───── EXCERPT TO READ ─────

Let $C_n$ be an odd (undirected) cycle with $n$ vertices. Let $f$ be the proper 3-coloring of $C_n$ where one vertex is colored $2$ and we alternate $01$ otherwise (0101...012 coloring).
Let $g$ be the proper 3-coloring of $C_n$ where we alternate $012$ as far as we can, and then (in the case $n=1 \mod 3$) fill in appropriately the last vertex so that the coloring remains proper. For example, $C_7$ can be colored $0120121$ ($n=1 \mod 3$), and $C_9$ can be colored $012012012$ ($n=3 \mod 3$). $C_{11}$ can be colored $01201201201$ ($n=2 \mod 3$).
Let $F_k$ be the number of distinct walks on $k$ $f$-colored vertices of $C_n$ ($f(v_1)f(v_2)...f(v_k)$ where $v_1v_2...v_k$ is a walk on $C_n$).

───── LISTED RECORDS ─────

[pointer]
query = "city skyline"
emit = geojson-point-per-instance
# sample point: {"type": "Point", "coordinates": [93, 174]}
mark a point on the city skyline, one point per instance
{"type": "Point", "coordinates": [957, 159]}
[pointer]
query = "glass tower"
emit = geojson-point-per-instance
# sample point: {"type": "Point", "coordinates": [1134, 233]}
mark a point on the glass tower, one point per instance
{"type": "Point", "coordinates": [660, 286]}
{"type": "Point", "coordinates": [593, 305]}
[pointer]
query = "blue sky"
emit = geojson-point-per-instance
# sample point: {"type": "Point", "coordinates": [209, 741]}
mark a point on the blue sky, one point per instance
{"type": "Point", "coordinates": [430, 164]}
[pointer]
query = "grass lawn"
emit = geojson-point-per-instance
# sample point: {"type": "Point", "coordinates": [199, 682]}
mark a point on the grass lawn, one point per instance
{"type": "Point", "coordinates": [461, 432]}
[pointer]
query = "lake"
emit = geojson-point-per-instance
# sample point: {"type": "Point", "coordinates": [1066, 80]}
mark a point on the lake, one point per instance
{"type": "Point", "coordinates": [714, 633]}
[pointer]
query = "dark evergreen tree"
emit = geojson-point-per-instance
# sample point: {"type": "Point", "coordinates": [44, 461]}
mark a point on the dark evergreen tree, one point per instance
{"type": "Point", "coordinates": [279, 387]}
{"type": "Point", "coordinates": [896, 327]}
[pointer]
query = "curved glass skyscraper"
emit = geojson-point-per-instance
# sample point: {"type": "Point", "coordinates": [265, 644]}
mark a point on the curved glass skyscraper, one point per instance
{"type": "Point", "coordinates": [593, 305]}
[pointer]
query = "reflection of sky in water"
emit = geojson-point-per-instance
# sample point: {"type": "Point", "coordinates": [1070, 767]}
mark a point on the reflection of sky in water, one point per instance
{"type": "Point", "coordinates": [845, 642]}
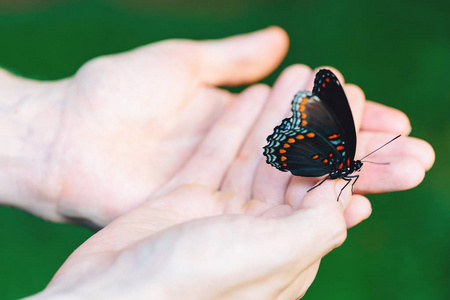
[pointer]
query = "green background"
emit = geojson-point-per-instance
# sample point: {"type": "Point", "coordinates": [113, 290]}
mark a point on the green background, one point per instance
{"type": "Point", "coordinates": [397, 51]}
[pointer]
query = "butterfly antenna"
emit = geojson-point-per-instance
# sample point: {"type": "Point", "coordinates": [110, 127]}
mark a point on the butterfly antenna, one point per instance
{"type": "Point", "coordinates": [376, 163]}
{"type": "Point", "coordinates": [382, 146]}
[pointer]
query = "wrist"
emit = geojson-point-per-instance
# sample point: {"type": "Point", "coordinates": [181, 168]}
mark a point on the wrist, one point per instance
{"type": "Point", "coordinates": [30, 112]}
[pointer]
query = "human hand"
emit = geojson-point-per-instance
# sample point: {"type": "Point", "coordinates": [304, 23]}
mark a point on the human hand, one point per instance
{"type": "Point", "coordinates": [264, 238]}
{"type": "Point", "coordinates": [125, 124]}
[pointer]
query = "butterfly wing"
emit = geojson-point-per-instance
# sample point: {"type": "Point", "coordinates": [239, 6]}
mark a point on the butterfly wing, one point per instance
{"type": "Point", "coordinates": [309, 142]}
{"type": "Point", "coordinates": [328, 88]}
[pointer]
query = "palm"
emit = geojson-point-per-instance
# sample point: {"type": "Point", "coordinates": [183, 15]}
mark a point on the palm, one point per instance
{"type": "Point", "coordinates": [220, 184]}
{"type": "Point", "coordinates": [132, 120]}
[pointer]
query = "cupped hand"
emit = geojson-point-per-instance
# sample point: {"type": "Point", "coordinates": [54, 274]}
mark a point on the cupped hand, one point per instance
{"type": "Point", "coordinates": [228, 225]}
{"type": "Point", "coordinates": [129, 122]}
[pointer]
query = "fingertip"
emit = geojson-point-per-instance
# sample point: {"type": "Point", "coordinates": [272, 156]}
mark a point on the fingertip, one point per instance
{"type": "Point", "coordinates": [379, 117]}
{"type": "Point", "coordinates": [243, 58]}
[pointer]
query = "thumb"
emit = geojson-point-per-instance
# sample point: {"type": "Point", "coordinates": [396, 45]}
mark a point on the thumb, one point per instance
{"type": "Point", "coordinates": [243, 58]}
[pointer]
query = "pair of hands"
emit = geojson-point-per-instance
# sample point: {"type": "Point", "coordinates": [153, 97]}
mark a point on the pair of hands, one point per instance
{"type": "Point", "coordinates": [147, 135]}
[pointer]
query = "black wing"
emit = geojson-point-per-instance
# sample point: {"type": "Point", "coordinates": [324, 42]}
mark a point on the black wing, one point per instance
{"type": "Point", "coordinates": [328, 88]}
{"type": "Point", "coordinates": [309, 142]}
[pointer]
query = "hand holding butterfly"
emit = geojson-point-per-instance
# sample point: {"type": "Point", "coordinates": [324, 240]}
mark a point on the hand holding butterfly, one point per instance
{"type": "Point", "coordinates": [234, 227]}
{"type": "Point", "coordinates": [97, 144]}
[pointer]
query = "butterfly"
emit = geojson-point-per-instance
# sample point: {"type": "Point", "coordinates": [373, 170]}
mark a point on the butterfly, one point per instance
{"type": "Point", "coordinates": [320, 137]}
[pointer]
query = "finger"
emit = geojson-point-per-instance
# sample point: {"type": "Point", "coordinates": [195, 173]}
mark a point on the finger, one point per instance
{"type": "Point", "coordinates": [242, 59]}
{"type": "Point", "coordinates": [404, 146]}
{"type": "Point", "coordinates": [357, 211]}
{"type": "Point", "coordinates": [269, 184]}
{"type": "Point", "coordinates": [379, 117]}
{"type": "Point", "coordinates": [298, 287]}
{"type": "Point", "coordinates": [318, 226]}
{"type": "Point", "coordinates": [220, 146]}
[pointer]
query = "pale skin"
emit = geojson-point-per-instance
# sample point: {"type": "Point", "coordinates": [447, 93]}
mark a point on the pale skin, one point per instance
{"type": "Point", "coordinates": [147, 139]}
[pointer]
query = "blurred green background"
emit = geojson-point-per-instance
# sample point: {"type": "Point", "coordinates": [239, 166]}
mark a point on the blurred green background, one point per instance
{"type": "Point", "coordinates": [397, 51]}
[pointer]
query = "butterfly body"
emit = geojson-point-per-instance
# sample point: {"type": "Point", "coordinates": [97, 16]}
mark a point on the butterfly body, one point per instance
{"type": "Point", "coordinates": [320, 137]}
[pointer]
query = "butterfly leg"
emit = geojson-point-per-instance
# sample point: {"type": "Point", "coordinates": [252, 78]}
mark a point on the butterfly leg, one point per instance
{"type": "Point", "coordinates": [318, 184]}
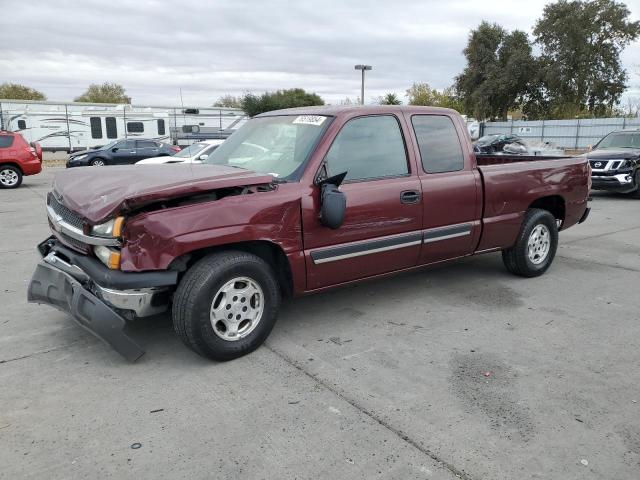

─────

◆ TASK DIRECTIONS
Write the next part of the post on 3-colorings of odd cycles, picking up after its last sentence. The rows play no part in what comes next.

◆ RESPONSE FOR THIS EXERCISE
Let $G_k$ be the number of distinct walks on $k$ $g$-colored vertices of $C_n$ ($g(v_1)g(v_2)...g(v_k)$ where $v_1v_2...v_k$ is a walk on $C_n$).
Can we prove that for all $n \geq 7$, $\lim_{k \to \infty} \frac{\log (F_k)}{k} \not = \lim_{k \to \infty} \frac{ \log (G_k)}{k}$?
This is a follow up question to
Counting walks on colored graphs
Thank you.